Lenda do Senhor de Matosinhos

Esta é a lenda que melhor explica a origem e popularidade da Imagem do Bom Jesus de Matosinhos. Crucifixo esse que ficou associada a diversos milagres e que mais terá sido sacrificado em detrimento de outros mais modernos/belos. Tal narrativa data do século XVIII, contudo já vários autores se tinham referido a este episódio lendário.
 “Tudo começa com Nicodemos, personagem bíblica citada no Evangelho de João (3:1-21; 7: 45-52; 19: 38-42). Para a nossa lenda interessa o facto de ter sido ele quem, com a ajuda de José de Arimateia, retirou Cristo da cruz e o depositou no sepulcro, depois de lhe envolver o corpo com ligaduras de linho, perfumadas de mirra e aloés (Evangelho de João 19: 39-40, e também Evangelho de Marcos 15: 42-47).


De resto, e destes momentos finais da vida de Cristo, José de Arimateia e Nicodemos guardariam duas das mais preciosas relíquias do cristianismo, perseguidas durante séculos: o Santo Graal (o cálice da última Ceia) ficou na posse do primeiro, enquanto o segundo guardou o Santo Sudário, o mais famoso retalho de tecido da História: aquele que envolveu o corpo de Cristo após a crucificação e no qual ficou reproduzido todo o seu corpo, incluindo o rosto.
Profundamente impressionado com os acontecimentos de que fora testemunha, e porque era bastante dotado para o trabalho em madeira, Nicodemos resolve então esculpir diversas imagens de Cristo crucificado, nas quais, com a ajuda da imagem perpetuada no sudário, reproduz com cuidado as feições de Jesus.” (CLETO, 2010)
«A primeira imagem não satisfez talvez o artista. Não lhe sentia o calor d'aquelle sangue compassivo, o sopro, o fremito d'aquella palavra que jorrava parábolas e perdões!
Nicodemos, paciente como Da Vinci ao teimar na sua prodigiosa Ceia, abandonou a imagem e pela herdade errou, deslembradas horas, até acertar com um tronco que lhe desse a impressão da elevação do Mártir: tomou o sudário, guardado para divino agravo d'aquelle Amor, embebeu o olhar no olhar do Morto, ensimesmou-se, evocou traços, expressões, reviu com a memória visual a cor das madeixas desfallecidas e tornou a trabalhar por erguer o Apostolo, tal qual o vira e admirara na grandeza do seu desdem, cego para a Dor, surdo para o Escárnio.

[Linhas do conjunto de dados]
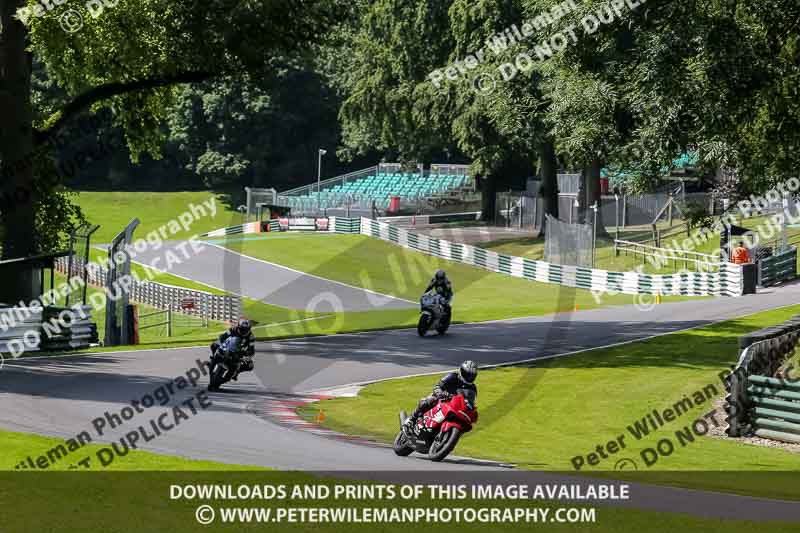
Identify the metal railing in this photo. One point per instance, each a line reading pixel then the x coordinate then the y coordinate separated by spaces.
pixel 661 256
pixel 216 307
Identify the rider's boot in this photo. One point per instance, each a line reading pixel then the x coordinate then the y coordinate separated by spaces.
pixel 408 425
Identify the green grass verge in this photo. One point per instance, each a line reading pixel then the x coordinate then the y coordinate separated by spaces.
pixel 113 210
pixel 18 446
pixel 541 417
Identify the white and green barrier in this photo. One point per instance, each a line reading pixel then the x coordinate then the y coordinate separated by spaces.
pixel 249 227
pixel 778 268
pixel 726 282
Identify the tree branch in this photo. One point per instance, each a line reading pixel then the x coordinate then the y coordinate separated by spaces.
pixel 108 90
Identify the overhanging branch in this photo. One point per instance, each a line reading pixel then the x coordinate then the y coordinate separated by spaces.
pixel 103 92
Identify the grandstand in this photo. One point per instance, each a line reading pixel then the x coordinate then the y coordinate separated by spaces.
pixel 377 185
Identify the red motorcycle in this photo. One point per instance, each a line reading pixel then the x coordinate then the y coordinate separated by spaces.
pixel 438 431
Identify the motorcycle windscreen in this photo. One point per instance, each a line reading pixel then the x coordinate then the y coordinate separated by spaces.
pixel 232 345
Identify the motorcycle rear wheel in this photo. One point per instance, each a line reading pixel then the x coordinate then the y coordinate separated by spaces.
pixel 443 444
pixel 400 446
pixel 423 325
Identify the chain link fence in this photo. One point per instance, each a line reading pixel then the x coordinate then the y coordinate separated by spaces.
pixel 79 246
pixel 568 244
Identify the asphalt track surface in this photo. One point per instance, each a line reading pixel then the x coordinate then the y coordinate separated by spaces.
pixel 267 282
pixel 61 396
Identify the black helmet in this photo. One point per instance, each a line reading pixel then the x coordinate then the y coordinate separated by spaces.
pixel 468 371
pixel 243 327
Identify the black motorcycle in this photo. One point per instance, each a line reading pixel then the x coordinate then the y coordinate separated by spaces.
pixel 225 362
pixel 434 314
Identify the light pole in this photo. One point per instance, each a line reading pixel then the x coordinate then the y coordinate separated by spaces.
pixel 595 208
pixel 320 153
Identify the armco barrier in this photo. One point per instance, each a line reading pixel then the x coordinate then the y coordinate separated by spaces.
pixel 778 268
pixel 20 325
pixel 250 227
pixel 344 225
pixel 727 282
pixel 763 390
pixel 50 328
pixel 217 307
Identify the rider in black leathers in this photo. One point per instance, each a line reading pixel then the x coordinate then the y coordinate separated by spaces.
pixel 447 387
pixel 444 288
pixel 243 330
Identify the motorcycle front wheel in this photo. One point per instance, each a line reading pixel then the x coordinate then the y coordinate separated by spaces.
pixel 217 378
pixel 443 444
pixel 401 446
pixel 423 325
pixel 442 329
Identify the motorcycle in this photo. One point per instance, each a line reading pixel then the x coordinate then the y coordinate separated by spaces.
pixel 225 362
pixel 433 314
pixel 439 430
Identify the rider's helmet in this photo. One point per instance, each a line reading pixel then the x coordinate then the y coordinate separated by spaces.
pixel 243 328
pixel 468 371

## Objetivo da tarefa:
Na lenda do Senhor de Matosinhos, quem ajudou Nicodemos a retirar Cristo da cruz?

## Resposta do exercício:
José de Arimateia.